PROBLEM REQUIREMENTS: Extract every entry below and reproduce each line verbatim, with nothing altered or left out.

(Stored entries)
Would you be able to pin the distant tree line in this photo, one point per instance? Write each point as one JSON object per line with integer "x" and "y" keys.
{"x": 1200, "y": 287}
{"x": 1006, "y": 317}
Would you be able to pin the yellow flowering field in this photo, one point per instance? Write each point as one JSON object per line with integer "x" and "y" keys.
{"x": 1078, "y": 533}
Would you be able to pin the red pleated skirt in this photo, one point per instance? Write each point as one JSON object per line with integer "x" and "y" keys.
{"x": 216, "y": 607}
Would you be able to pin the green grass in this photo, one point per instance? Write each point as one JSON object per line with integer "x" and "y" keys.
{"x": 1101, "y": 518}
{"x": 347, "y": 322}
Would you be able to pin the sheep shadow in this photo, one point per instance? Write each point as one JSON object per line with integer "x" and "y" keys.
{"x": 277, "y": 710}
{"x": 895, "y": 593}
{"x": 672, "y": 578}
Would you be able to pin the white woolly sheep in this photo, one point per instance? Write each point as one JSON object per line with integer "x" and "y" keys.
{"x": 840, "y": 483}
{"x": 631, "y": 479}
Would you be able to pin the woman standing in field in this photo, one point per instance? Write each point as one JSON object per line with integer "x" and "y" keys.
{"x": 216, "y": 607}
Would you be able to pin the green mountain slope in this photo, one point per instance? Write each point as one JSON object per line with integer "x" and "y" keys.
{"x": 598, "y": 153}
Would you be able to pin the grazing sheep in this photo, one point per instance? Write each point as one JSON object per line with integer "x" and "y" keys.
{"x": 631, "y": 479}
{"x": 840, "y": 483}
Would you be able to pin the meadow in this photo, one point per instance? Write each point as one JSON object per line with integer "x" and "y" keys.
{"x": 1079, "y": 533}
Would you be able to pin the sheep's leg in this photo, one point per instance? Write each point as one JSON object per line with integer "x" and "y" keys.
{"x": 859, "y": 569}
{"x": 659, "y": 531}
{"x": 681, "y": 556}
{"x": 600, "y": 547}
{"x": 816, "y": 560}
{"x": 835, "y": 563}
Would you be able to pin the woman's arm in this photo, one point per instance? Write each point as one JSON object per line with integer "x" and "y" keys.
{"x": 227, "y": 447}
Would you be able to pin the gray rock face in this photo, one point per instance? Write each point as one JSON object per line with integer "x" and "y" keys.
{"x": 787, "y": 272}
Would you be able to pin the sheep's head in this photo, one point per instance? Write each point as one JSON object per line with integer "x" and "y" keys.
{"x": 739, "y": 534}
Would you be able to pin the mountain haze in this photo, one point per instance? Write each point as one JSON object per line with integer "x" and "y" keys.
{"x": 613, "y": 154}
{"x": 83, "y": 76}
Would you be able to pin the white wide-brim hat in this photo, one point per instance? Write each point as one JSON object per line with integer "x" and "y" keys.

RESULT OF THE EXERCISE:
Would you be able to pin the distant tree line in this photo, one point per instance? Write each point as one JSON object per line with integer "x" and "y" keys.
{"x": 1200, "y": 287}
{"x": 1006, "y": 317}
Would you be able to pin the yellow flowering field in this photo, one point per instance? Write each point as one JSON object per line with integer "x" and "y" keys.
{"x": 1078, "y": 533}
Would you be able to pin the red pleated skirt in this photo, one point per instance? Write each point as one JSON object per line with integer "x" and "y" keys.
{"x": 216, "y": 607}
Would you be able to pin the green grass in this photo, one point per instance? Write each point as one JSON object per line with integer "x" and "y" keys.
{"x": 1101, "y": 518}
{"x": 347, "y": 322}
Would you be able to pin the sheep shadow in this photo, one point per instance? Write each point as one JSON object per line with integer "x" and "y" keys.
{"x": 277, "y": 710}
{"x": 895, "y": 593}
{"x": 672, "y": 578}
Would you be able to pin the white woolly sheep in this photo, one point per instance? Write each point as one JSON object per line with integer "x" and "y" keys.
{"x": 840, "y": 483}
{"x": 631, "y": 479}
Would you be able to pin the woman standing in field in this photo, one point per instance? Write each point as one JSON object per line with integer "x" and "y" keys.
{"x": 216, "y": 607}
Would you be able to pin the green mountain slope in this photo, one point per instance? Write each point as one JSON object per line with integer "x" and "y" keys.
{"x": 598, "y": 153}
Would you be able to pin the grazing sheep in this photo, one point per instance? Write each point as one JSON object per line with integer "x" and "y" keys.
{"x": 631, "y": 479}
{"x": 840, "y": 483}
Would you be able to pin the meadow in this photo, one point per instance? Write each point as one JSON object per line with integer "x" and "y" keys.
{"x": 1079, "y": 533}
Would you be able to pin the sheep's leg in this photo, one point per instance? Write each point as one JSON object per line with integer "x" and "y" keys.
{"x": 859, "y": 569}
{"x": 659, "y": 531}
{"x": 681, "y": 556}
{"x": 600, "y": 547}
{"x": 816, "y": 560}
{"x": 835, "y": 563}
Would you be able to pin the woman's arm in this photo, one point per instance? Write each point as one JSON object per line with integer "x" and "y" keys.
{"x": 227, "y": 447}
Would you be able to pin the gray rock face in this photo, one point per instance? Write each point as one JSON object per line with integer "x" and "y" keys.
{"x": 787, "y": 272}
Would you be able to pin the sheep's head in this photo, one point per instance? Write each point as one JSON object per line with integer "x" and "y" keys.
{"x": 739, "y": 534}
Would you be able to pin the mountain haze in this photo, one point per instance? Write each point as one JSON object per line with integer "x" and "y" keys.
{"x": 613, "y": 154}
{"x": 83, "y": 76}
Would you be able to pin the white wide-brim hat in this photo, one point per instance? Write each point as one JSON object per line with integer "x" and "y" keys.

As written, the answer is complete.